:: INFORMATION SHOWN

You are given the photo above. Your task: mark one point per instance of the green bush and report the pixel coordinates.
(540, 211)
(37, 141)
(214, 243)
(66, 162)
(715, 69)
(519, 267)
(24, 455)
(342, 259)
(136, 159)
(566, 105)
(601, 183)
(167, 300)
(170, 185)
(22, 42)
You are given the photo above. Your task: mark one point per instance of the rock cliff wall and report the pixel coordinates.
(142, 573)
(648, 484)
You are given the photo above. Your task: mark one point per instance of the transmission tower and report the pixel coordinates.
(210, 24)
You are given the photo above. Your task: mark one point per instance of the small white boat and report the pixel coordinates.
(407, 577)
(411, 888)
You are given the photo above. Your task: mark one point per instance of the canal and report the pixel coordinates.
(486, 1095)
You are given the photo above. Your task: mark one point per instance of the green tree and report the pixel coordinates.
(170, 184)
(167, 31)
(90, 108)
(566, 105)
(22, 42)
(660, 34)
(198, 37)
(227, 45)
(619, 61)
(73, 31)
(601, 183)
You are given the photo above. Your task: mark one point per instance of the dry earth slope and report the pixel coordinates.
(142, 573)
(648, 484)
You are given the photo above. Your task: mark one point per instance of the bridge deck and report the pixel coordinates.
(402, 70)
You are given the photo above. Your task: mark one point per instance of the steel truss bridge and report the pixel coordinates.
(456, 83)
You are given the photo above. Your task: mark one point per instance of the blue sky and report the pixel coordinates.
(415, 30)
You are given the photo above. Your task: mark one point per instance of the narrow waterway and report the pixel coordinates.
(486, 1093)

::::
:: INFORMATION SHOWN

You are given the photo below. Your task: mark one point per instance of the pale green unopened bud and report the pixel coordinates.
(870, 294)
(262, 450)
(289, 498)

::::

AIM: Lay out the stretch of entries from the line containing "slope and report the pixel coordinates." through the line containing "(486, 1093)" as a numbered list, leaving out blank lines.

WRITTEN ANSWER:
1. You are given the photo above. Your task: mark one point per instance of the dry earth slope and report the pixel coordinates.
2. (142, 573)
3. (648, 484)
4. You are given the photo above. Your task: mark one point per instance of the bridge deck and report the pixel coordinates.
5. (402, 70)
6. You are given the photo above. Your task: mark one point per instance of the steel truss bridge and report the pixel coordinates.
7. (456, 83)
8. You are given the photo above. Your task: mark one point per instance of the blue sky and report the pixel coordinates.
9. (415, 30)
10. You are given the photo above. Your task: mark one point per instance of the narrow waterway and report the pixel coordinates.
11. (486, 1093)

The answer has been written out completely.